• THE EXERCISE:
Please copy, word for word, the stretch from the line containing "out the alpine" through the line containing "[(535, 182)]", and give nothing else.

### SOURCE DATA ###

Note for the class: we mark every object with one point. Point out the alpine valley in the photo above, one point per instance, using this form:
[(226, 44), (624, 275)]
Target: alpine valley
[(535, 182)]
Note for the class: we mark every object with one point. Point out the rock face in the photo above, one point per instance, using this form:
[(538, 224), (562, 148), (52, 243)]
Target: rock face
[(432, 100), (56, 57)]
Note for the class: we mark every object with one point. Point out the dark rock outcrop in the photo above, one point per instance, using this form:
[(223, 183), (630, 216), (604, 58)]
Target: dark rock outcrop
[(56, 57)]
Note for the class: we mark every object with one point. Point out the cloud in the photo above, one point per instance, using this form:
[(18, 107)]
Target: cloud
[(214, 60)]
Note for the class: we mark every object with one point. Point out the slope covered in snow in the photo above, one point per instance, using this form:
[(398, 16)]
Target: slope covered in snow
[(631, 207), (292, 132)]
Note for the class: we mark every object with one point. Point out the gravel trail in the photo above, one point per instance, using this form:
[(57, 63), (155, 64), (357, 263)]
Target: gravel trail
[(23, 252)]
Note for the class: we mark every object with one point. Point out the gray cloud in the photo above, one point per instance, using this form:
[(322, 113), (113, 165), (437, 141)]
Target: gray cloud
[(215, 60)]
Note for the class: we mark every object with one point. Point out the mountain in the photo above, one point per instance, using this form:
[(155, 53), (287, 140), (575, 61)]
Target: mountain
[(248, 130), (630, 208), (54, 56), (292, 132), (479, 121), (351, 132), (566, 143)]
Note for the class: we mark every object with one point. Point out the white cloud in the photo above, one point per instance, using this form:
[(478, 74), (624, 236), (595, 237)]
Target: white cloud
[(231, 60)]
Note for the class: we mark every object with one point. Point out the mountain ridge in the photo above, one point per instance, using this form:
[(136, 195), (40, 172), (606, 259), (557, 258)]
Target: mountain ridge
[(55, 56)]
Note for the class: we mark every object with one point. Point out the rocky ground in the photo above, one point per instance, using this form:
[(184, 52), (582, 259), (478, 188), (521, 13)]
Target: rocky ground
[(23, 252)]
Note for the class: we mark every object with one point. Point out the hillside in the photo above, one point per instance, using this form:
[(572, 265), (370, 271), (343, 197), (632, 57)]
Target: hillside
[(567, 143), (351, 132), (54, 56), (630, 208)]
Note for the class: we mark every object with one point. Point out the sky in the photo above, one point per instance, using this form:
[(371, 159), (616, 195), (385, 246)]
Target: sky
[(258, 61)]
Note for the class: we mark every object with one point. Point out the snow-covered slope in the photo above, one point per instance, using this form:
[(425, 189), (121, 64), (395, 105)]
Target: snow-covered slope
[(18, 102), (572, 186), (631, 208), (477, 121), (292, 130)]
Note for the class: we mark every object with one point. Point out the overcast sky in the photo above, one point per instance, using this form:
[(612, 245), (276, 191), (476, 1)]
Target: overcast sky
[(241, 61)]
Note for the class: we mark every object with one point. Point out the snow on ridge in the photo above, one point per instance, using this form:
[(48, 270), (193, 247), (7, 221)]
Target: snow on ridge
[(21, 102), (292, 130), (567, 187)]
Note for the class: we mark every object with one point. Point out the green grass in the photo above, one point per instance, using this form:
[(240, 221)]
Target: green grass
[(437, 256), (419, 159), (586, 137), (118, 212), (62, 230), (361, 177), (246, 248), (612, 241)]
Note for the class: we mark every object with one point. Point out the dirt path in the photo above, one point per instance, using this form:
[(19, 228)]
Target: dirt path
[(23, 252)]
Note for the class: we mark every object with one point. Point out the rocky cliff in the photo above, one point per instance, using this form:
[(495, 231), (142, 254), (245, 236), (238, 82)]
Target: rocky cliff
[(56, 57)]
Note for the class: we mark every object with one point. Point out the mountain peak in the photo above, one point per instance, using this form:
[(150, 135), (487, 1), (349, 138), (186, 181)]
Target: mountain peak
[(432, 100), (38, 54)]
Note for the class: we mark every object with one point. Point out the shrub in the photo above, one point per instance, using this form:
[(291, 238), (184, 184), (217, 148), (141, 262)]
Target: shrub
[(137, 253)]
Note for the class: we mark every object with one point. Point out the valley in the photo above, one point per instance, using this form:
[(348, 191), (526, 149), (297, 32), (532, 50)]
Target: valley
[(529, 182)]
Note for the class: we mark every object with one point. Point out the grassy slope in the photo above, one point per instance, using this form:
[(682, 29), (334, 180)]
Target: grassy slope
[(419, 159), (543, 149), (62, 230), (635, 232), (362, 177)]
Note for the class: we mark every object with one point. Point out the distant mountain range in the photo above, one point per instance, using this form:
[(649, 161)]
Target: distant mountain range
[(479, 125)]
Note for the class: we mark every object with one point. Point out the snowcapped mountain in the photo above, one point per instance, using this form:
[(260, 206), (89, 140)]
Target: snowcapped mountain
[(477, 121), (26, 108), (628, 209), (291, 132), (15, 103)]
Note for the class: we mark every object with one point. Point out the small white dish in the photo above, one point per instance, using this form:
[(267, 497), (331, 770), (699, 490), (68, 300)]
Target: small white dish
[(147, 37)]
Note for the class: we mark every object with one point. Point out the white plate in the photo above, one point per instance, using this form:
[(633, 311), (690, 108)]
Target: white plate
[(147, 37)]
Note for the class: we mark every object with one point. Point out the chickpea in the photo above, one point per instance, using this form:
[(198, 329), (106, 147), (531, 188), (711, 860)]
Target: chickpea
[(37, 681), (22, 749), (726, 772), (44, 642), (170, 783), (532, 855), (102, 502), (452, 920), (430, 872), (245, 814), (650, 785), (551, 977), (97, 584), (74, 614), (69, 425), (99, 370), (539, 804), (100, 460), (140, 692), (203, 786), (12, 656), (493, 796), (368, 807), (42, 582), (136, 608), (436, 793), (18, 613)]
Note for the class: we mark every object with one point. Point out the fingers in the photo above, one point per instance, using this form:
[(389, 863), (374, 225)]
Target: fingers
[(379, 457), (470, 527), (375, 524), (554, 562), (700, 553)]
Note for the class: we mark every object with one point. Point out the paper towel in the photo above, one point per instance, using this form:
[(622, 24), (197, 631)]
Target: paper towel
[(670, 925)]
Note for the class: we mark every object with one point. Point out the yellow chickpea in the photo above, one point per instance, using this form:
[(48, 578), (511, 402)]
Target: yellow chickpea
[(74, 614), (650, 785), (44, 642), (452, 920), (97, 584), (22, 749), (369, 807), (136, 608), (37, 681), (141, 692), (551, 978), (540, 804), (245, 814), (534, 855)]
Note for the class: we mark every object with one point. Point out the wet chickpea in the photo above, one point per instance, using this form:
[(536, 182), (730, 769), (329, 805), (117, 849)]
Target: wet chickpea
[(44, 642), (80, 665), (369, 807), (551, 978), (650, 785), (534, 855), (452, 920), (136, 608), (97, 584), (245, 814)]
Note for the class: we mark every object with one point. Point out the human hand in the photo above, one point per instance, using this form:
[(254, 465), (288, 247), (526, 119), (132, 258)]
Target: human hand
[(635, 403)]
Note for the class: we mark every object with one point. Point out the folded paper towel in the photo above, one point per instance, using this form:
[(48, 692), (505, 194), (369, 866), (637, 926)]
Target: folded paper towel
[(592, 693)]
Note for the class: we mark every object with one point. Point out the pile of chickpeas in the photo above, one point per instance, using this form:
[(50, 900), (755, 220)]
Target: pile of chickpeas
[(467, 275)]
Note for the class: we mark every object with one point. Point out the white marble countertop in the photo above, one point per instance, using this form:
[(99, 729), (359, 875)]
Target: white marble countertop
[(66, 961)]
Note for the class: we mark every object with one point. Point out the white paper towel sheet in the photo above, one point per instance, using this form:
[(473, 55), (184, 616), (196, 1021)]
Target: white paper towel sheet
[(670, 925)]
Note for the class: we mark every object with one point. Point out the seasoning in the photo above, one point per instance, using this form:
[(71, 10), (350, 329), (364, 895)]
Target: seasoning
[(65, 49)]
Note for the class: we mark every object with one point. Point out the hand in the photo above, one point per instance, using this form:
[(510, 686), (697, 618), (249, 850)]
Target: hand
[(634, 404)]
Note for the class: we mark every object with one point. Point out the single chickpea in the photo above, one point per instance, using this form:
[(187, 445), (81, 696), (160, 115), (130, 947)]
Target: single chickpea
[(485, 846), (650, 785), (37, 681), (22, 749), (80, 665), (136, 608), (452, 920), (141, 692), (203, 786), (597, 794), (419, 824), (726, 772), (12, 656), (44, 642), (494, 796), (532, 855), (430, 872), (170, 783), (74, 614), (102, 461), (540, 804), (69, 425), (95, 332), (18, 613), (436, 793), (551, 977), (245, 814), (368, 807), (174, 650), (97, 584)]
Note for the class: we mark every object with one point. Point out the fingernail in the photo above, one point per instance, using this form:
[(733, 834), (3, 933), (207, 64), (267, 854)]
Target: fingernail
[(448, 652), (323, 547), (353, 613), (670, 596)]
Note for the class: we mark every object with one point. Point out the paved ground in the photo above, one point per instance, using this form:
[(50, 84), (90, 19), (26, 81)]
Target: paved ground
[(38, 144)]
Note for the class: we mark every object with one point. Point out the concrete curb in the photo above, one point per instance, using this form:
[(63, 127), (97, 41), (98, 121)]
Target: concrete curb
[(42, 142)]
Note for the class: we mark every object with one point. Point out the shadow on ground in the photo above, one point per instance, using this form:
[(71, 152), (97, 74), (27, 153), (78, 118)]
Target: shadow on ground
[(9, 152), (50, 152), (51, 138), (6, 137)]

###
### SOURCE DATA ###

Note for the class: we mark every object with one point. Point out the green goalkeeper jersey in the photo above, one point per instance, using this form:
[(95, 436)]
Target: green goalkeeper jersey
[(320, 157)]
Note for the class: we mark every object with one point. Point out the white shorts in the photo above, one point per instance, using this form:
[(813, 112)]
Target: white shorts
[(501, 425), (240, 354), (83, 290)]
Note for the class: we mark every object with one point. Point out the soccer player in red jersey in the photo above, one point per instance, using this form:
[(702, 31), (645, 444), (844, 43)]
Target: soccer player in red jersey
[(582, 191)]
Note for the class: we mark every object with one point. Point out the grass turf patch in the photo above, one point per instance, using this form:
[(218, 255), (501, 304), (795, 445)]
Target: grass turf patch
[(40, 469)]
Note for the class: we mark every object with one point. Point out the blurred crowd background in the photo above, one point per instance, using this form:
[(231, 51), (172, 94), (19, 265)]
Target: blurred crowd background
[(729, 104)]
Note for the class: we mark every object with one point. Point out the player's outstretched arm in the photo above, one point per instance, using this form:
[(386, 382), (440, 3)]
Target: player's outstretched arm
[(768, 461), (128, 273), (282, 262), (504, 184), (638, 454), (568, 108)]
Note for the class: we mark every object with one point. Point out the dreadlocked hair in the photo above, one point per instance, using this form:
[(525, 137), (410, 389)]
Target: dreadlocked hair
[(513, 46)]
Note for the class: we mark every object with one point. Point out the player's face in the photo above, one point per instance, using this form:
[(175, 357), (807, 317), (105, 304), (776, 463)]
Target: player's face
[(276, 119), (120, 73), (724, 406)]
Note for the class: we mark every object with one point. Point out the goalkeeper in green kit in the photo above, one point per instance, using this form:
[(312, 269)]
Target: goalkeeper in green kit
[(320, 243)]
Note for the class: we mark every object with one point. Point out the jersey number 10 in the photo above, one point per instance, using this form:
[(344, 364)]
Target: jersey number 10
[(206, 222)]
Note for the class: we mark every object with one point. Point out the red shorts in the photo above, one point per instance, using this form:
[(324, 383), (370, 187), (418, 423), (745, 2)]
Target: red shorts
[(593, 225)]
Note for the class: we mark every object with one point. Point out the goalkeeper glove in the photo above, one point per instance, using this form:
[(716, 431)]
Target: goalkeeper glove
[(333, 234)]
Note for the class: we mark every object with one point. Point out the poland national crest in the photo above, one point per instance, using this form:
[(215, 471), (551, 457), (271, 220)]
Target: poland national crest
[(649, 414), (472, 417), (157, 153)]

###
### SOURCE DATA ###

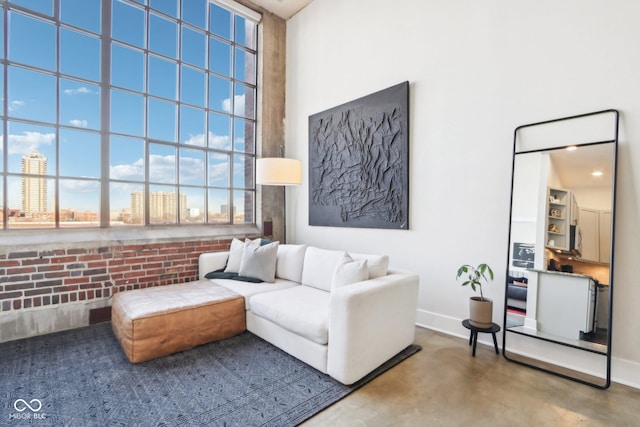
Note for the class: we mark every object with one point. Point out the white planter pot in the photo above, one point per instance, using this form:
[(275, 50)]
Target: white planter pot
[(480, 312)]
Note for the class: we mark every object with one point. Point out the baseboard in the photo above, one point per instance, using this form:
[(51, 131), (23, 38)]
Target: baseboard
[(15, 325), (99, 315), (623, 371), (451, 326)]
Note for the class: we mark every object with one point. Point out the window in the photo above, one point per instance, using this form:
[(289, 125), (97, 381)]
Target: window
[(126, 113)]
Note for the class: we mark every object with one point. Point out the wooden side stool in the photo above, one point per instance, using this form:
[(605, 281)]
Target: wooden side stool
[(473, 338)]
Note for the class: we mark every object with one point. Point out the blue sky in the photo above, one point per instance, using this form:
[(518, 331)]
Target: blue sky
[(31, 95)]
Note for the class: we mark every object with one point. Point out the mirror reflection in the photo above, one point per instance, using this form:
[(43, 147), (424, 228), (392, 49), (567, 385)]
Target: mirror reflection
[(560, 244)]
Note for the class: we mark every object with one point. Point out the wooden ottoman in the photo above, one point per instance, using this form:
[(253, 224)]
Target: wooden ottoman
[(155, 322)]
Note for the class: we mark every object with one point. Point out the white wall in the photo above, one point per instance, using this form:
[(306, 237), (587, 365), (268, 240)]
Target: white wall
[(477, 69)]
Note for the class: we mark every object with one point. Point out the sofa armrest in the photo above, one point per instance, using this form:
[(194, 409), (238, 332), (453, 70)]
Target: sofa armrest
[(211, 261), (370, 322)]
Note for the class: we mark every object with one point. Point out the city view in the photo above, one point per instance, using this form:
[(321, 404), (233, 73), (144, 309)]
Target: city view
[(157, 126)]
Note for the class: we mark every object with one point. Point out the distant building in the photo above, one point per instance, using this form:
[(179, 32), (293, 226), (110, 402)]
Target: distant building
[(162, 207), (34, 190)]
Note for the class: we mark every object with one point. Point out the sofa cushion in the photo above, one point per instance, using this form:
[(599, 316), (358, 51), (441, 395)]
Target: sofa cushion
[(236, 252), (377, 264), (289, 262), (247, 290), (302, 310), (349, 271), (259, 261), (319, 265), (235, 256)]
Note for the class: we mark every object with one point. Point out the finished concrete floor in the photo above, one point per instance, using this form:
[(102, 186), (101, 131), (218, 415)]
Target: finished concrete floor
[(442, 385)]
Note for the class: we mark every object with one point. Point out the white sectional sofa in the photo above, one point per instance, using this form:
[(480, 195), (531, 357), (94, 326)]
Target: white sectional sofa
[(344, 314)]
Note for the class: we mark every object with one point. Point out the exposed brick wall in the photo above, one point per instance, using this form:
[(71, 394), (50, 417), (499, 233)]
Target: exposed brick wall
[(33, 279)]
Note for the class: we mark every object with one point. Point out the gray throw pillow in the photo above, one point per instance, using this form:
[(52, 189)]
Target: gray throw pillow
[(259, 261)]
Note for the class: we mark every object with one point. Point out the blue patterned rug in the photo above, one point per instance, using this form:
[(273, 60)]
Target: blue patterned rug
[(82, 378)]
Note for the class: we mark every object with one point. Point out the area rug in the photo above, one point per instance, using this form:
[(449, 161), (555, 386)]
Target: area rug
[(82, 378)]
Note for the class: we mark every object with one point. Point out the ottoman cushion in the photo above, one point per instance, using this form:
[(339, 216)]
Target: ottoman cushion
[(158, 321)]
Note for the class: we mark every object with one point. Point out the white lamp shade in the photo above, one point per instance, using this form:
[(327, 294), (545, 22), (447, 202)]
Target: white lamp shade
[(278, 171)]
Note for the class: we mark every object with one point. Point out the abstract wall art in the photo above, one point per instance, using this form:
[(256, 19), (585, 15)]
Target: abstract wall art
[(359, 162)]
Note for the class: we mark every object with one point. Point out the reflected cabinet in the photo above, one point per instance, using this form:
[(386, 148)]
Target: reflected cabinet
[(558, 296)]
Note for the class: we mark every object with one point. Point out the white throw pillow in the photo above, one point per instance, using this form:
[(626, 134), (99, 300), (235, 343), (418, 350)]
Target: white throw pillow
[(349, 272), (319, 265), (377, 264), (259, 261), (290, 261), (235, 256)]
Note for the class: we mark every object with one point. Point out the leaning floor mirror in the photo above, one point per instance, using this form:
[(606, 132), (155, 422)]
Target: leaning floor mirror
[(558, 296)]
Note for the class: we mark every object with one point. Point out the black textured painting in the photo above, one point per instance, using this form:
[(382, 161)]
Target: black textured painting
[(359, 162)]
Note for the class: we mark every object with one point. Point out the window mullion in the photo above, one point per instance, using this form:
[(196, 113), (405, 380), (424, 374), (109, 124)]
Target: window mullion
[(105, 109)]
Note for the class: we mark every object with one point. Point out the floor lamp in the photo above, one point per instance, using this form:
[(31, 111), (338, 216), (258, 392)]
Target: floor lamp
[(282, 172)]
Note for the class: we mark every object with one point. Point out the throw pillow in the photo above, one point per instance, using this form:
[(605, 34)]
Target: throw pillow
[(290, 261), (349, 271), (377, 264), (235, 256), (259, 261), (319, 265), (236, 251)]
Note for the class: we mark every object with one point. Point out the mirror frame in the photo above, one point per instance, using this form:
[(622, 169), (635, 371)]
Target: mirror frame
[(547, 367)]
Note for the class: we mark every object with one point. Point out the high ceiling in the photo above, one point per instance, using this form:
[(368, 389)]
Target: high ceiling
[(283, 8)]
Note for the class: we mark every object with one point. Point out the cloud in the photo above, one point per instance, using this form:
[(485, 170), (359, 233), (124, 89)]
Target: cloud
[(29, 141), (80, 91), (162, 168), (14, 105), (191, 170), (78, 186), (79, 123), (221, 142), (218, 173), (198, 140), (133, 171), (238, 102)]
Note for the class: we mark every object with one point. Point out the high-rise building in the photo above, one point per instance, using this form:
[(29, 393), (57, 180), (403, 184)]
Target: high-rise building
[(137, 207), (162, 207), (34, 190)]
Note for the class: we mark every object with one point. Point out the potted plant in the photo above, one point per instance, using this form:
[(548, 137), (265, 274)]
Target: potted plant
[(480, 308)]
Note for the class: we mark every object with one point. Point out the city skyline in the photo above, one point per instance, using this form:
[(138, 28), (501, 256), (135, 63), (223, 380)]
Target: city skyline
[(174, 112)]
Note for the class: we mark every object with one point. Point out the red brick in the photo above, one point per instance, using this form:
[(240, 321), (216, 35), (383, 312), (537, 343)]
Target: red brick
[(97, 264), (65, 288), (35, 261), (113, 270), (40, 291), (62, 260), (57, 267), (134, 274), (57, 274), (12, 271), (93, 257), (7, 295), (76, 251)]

###

• EXPECTED ANSWER:
Note for the class: we mark every object with one point. Point out the alpine valley in the photo above, one point per instance, using this form:
[(226, 44), (624, 275)]
Target: alpine valley
[(535, 182)]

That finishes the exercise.